Provided data:
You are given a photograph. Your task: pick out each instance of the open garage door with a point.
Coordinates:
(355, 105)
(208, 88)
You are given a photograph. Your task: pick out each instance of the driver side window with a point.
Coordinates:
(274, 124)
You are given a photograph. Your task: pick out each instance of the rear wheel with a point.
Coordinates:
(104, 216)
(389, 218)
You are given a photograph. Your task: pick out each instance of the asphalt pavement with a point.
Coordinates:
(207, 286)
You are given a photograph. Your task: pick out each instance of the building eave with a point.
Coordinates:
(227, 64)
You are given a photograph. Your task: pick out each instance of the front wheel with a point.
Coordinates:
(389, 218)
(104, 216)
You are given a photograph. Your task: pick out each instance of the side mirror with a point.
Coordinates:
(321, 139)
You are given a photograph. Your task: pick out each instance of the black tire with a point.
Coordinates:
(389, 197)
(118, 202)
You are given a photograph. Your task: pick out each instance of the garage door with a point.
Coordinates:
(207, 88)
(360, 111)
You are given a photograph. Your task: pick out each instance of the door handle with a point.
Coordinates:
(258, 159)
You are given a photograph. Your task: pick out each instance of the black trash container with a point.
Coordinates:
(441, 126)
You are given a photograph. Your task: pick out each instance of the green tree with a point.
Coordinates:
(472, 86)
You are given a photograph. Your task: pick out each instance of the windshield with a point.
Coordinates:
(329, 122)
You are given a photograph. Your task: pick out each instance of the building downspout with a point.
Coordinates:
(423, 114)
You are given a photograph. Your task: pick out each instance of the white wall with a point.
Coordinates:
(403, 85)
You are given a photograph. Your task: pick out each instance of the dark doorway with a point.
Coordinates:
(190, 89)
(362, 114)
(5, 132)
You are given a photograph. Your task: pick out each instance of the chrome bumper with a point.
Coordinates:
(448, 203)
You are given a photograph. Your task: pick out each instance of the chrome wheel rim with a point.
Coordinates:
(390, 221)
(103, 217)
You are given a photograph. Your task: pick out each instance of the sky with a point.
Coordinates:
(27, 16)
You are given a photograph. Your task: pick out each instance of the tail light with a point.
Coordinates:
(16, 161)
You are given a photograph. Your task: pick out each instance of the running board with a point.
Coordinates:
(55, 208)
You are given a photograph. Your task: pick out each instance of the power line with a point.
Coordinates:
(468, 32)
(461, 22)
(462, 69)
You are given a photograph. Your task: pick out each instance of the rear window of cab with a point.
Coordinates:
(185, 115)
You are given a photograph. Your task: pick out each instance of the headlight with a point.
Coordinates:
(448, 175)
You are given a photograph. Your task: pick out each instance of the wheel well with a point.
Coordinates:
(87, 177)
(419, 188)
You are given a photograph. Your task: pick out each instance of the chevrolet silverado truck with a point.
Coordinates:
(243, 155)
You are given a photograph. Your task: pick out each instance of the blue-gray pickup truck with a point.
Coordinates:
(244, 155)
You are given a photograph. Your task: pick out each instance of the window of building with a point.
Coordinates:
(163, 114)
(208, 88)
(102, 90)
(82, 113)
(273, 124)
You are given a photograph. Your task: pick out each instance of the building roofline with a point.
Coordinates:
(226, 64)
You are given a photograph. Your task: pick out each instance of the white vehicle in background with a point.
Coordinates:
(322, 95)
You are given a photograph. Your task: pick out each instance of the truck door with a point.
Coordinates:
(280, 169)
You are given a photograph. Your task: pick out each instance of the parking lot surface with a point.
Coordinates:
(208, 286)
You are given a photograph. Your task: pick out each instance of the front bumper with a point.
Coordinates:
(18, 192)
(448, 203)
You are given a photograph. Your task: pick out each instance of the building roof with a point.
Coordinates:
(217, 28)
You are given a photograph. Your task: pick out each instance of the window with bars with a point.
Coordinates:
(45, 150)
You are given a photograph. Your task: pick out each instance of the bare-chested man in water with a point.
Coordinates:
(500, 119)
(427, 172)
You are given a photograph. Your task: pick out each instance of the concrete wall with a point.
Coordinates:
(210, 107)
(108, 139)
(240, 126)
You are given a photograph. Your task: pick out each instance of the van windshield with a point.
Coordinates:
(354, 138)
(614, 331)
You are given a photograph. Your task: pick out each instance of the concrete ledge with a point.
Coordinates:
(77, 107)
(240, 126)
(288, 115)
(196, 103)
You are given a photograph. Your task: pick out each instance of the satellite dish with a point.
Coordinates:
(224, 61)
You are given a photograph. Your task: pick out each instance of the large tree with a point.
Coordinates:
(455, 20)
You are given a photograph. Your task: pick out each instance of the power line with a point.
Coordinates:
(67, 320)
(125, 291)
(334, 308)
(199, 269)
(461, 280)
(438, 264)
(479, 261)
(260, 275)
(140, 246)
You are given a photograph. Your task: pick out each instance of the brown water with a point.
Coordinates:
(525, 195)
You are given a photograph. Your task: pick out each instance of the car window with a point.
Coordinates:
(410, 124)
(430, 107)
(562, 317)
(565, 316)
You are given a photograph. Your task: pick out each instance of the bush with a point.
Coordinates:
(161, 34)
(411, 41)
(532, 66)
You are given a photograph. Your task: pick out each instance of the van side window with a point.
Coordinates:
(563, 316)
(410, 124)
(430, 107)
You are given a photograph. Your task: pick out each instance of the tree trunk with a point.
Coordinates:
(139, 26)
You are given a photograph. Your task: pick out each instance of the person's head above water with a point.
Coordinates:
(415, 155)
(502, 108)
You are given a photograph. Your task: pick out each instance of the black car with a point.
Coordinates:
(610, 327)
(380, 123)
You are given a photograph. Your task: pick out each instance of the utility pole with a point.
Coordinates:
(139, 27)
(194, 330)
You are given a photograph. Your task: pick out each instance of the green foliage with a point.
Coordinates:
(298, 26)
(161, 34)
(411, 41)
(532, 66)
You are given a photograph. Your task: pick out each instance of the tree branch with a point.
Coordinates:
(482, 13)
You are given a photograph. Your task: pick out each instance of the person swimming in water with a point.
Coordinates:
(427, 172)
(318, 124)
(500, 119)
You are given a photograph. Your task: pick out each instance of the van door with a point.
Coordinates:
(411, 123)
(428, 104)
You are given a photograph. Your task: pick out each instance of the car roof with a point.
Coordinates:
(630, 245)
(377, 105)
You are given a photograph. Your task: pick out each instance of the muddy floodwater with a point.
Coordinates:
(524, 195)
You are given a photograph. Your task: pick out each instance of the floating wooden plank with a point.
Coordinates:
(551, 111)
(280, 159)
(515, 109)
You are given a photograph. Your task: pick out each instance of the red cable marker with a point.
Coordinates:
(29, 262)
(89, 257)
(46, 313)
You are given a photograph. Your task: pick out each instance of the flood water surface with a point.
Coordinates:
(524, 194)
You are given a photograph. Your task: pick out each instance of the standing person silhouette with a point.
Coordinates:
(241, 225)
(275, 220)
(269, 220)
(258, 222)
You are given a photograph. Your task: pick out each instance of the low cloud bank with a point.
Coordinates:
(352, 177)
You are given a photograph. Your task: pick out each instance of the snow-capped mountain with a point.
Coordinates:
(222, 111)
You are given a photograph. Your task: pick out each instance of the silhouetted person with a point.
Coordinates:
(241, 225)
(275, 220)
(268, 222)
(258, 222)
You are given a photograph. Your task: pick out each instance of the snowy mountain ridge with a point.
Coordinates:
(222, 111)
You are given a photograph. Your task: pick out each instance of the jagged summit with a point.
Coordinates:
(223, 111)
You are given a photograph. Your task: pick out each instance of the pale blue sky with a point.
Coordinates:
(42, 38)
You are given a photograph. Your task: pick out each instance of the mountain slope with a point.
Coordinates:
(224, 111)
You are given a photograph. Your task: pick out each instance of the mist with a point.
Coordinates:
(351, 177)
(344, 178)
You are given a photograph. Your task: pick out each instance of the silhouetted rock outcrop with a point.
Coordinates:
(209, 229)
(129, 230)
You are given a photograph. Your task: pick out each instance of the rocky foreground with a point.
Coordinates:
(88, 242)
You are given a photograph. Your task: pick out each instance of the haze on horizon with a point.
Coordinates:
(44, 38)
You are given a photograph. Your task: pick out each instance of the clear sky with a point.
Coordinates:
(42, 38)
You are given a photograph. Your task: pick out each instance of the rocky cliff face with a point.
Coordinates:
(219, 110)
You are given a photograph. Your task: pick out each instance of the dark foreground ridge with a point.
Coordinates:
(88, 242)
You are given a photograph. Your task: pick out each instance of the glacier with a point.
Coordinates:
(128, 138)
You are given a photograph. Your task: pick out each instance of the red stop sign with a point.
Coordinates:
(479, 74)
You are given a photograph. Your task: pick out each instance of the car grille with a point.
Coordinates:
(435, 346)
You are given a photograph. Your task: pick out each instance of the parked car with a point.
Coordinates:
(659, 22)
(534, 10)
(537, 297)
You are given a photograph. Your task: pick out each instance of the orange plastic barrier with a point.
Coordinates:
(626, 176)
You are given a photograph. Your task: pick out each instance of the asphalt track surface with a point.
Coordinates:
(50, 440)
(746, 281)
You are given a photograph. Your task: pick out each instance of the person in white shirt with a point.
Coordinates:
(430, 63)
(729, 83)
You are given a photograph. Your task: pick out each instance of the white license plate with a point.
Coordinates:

Work to do: Everything from the line containing "glacier with a point." to the end of the data above should be quoted exactly, please, both ends included, and nothing outside that span.

Response to this task:
You are given a photograph. Your task: pick out each instance of the glacier with a point.
Coordinates:
(128, 138)
You are given a photograph. Your task: pick out each instance of the red stop sign with a point.
Coordinates:
(479, 74)
You are given a photograph. Your task: pick out each instance of the car grille with a point.
Coordinates:
(435, 346)
You are given a photograph. Your task: pick out each instance of the parked car with a point.
Coordinates:
(659, 22)
(534, 10)
(537, 297)
You are given a photograph. Your task: pick out each instance of the orange plastic barrier with a point.
Coordinates:
(626, 176)
You are given a photograph. Your task: pick out each instance of the asphalt track surface with a point.
Coordinates:
(50, 440)
(746, 281)
You are given a photograph. Your task: pick out each instance of the person in white shirt with a point.
Coordinates:
(430, 63)
(729, 83)
You are given a photograph. Your task: pick out each instance of the white license plate with a point.
Coordinates:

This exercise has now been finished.